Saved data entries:
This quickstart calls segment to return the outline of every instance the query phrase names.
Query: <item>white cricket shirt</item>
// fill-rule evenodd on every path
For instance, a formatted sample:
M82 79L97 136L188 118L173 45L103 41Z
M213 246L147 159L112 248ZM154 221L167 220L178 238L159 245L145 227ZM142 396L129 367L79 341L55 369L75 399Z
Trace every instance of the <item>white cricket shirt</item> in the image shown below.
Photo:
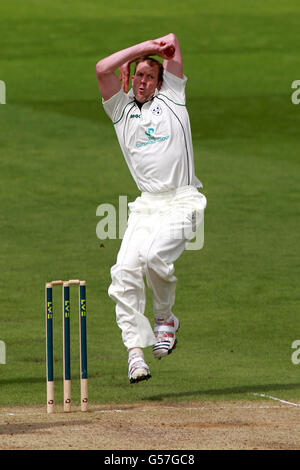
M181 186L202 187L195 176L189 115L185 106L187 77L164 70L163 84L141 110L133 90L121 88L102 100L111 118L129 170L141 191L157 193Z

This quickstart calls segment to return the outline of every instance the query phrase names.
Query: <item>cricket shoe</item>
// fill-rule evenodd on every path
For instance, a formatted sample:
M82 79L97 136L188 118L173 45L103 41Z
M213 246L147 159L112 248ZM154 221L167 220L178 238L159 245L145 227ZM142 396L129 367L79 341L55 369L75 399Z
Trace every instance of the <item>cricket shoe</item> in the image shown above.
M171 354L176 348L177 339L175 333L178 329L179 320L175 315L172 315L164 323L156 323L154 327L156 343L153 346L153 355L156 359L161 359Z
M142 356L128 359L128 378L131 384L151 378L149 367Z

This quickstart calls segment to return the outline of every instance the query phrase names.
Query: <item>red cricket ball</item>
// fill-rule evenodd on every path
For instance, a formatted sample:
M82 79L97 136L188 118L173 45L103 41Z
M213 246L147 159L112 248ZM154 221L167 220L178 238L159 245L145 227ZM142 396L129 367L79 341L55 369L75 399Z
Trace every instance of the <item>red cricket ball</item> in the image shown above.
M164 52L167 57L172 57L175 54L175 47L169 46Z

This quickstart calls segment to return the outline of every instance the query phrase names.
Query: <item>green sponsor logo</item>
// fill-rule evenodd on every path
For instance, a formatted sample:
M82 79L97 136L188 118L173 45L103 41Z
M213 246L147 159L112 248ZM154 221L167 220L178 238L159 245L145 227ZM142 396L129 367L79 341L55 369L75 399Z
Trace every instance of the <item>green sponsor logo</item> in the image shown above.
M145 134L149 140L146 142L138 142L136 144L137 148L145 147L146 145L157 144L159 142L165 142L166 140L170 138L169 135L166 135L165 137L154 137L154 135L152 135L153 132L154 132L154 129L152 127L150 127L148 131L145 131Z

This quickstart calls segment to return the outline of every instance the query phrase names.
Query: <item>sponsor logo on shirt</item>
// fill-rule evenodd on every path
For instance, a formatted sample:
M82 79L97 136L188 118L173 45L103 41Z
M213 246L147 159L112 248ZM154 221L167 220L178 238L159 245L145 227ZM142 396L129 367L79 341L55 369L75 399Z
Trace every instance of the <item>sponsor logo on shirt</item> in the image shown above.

==

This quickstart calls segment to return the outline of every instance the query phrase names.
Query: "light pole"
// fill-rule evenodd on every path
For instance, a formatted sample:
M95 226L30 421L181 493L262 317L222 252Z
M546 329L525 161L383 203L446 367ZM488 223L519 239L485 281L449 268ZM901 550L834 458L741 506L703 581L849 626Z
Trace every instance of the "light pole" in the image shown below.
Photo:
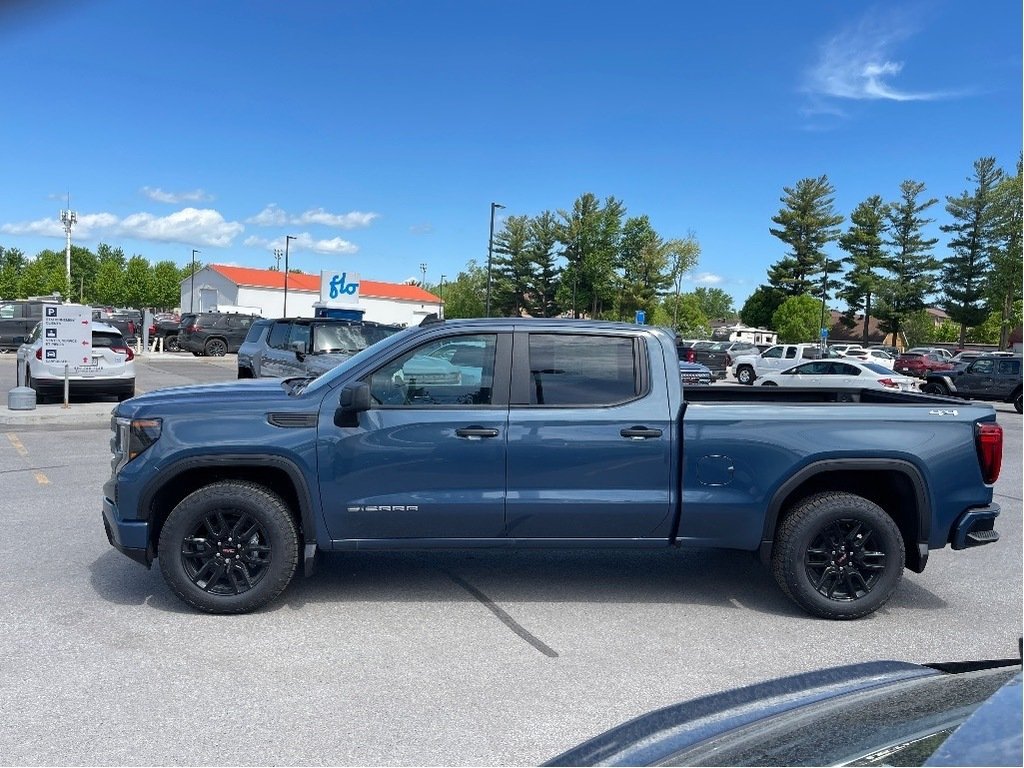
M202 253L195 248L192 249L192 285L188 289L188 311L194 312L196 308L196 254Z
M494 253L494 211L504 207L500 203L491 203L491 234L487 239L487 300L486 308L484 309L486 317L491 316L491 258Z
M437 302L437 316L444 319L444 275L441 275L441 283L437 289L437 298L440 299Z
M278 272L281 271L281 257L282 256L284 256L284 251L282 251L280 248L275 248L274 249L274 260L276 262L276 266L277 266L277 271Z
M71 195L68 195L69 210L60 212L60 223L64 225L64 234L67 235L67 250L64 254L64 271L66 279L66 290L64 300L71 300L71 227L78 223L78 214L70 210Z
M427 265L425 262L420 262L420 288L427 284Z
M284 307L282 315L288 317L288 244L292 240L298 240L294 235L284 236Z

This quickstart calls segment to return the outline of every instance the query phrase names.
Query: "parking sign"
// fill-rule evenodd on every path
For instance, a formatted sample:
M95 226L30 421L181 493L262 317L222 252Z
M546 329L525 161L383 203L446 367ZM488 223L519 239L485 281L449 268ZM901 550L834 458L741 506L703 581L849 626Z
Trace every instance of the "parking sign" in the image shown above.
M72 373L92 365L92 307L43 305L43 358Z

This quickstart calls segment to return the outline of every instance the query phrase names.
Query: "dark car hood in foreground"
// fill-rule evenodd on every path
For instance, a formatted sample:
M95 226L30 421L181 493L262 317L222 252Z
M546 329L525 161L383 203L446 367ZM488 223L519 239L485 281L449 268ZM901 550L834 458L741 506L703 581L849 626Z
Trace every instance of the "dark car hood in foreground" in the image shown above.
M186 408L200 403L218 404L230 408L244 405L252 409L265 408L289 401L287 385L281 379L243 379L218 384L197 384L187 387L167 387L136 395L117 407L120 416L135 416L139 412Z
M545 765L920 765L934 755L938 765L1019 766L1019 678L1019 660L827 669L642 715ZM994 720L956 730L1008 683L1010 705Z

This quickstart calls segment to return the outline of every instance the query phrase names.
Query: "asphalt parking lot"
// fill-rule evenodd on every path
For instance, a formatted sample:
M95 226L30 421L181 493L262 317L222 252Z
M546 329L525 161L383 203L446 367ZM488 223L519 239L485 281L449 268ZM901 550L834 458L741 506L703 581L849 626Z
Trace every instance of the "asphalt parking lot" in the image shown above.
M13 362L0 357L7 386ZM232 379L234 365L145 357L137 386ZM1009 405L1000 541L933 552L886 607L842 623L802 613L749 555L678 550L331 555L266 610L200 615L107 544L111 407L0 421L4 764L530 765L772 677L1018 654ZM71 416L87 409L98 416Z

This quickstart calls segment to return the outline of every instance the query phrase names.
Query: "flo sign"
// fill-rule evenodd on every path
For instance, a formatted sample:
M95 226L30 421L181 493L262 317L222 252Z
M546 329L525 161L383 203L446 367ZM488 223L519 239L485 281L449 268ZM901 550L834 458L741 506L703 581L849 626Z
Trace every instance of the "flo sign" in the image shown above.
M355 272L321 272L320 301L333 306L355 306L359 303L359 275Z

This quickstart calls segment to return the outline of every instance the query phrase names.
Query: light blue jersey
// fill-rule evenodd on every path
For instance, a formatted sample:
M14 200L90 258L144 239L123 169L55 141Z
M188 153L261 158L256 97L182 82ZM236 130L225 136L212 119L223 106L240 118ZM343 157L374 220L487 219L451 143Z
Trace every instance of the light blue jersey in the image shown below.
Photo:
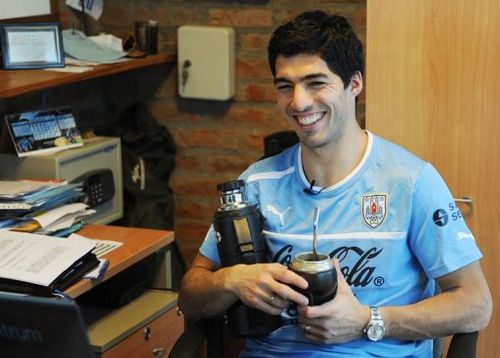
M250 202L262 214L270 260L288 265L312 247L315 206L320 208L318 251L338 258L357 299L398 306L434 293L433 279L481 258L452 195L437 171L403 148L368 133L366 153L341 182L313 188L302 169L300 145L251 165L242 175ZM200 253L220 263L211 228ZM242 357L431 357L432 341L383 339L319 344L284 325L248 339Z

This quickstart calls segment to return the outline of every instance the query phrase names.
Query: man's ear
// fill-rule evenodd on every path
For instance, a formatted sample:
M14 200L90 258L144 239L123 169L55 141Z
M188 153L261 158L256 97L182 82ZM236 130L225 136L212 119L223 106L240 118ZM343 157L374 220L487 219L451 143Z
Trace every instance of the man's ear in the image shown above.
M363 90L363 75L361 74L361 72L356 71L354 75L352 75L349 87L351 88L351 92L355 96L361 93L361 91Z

--

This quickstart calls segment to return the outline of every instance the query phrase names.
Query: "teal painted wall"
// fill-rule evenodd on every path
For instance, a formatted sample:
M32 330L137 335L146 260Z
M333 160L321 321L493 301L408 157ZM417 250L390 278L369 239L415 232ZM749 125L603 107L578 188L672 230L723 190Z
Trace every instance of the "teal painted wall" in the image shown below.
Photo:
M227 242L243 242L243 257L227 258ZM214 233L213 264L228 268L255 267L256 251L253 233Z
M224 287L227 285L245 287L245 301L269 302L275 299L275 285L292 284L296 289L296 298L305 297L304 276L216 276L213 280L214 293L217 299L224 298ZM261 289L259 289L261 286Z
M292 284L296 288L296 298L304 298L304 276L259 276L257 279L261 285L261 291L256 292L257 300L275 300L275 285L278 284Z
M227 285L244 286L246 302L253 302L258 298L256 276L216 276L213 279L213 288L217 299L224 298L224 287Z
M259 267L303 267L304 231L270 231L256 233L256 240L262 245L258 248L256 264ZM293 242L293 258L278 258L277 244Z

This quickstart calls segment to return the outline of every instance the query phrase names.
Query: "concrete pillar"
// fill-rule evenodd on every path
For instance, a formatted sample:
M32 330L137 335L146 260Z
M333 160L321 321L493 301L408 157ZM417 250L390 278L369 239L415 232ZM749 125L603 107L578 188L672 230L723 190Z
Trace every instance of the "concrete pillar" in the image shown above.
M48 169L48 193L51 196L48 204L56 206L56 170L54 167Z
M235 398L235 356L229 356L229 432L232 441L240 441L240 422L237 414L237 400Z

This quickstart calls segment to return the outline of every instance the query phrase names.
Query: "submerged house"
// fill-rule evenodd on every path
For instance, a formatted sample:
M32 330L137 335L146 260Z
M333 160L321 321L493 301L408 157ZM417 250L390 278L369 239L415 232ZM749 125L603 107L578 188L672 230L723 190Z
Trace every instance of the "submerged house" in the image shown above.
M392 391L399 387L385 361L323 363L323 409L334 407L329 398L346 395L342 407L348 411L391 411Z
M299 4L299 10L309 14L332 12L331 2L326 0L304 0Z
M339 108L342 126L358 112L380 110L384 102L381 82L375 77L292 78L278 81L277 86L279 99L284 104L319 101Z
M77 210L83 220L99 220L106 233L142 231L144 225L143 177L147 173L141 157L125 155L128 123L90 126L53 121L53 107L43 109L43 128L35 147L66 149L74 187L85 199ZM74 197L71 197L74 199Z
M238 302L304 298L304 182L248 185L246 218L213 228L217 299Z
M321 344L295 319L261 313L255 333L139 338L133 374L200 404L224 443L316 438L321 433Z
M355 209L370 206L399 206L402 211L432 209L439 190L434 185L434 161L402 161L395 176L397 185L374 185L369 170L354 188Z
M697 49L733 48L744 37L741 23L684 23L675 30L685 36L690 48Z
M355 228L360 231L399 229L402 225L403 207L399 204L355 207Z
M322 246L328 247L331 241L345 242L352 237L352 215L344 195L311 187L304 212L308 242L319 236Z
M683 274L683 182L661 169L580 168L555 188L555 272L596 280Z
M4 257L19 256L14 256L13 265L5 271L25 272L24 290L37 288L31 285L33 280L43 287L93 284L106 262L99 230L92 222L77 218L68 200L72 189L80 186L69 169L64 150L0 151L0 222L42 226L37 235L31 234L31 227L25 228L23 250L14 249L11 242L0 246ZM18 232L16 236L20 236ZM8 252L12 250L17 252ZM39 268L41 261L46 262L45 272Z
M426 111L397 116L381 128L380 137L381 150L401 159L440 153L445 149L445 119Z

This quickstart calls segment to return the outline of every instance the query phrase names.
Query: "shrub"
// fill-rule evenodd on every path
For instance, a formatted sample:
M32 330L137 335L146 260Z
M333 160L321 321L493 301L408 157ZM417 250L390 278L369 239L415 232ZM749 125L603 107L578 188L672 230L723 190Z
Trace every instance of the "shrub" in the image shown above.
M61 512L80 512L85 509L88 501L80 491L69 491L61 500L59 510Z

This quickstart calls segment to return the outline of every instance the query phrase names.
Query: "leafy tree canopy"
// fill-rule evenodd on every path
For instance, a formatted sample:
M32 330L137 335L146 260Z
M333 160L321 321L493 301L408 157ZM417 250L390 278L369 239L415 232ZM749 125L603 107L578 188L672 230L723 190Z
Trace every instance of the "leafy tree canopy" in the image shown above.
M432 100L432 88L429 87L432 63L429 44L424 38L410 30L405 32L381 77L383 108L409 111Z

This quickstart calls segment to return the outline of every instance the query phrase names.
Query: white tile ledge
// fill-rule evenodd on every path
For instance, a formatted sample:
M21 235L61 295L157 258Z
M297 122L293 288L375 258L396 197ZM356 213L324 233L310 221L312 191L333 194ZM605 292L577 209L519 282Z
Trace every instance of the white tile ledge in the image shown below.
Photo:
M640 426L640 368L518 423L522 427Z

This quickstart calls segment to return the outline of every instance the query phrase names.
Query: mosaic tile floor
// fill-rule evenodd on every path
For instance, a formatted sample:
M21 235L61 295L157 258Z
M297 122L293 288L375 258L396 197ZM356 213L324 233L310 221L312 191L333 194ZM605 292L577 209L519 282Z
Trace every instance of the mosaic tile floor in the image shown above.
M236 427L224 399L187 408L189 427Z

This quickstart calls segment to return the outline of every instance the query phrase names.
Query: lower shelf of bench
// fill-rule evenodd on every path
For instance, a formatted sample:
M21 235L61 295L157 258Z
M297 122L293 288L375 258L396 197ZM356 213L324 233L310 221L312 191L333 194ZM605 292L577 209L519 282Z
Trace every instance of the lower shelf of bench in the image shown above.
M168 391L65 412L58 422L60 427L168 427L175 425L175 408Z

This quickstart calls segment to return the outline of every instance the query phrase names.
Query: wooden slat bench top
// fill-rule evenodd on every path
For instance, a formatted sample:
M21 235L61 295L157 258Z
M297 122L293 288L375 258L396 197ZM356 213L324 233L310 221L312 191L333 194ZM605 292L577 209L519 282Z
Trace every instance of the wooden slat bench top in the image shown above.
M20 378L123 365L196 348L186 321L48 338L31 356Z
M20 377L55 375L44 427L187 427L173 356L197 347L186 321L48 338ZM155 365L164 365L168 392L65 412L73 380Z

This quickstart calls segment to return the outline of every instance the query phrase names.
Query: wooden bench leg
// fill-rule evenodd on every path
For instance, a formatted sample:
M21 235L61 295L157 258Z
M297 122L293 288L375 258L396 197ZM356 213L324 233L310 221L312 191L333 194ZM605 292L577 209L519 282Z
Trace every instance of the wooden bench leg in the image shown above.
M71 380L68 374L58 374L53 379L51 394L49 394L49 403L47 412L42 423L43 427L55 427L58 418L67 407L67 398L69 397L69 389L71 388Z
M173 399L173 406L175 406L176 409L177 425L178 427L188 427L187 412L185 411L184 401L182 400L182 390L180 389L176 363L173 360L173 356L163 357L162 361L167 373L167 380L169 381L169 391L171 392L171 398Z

**WORK INSTRUCTIONS:**
Copy all lines of the records that have the string "wall" in them.

**RESPONSE BELOW:**
Query: "teal painted wall"
Trace every instance of the "teal painted wall" in the image shown below.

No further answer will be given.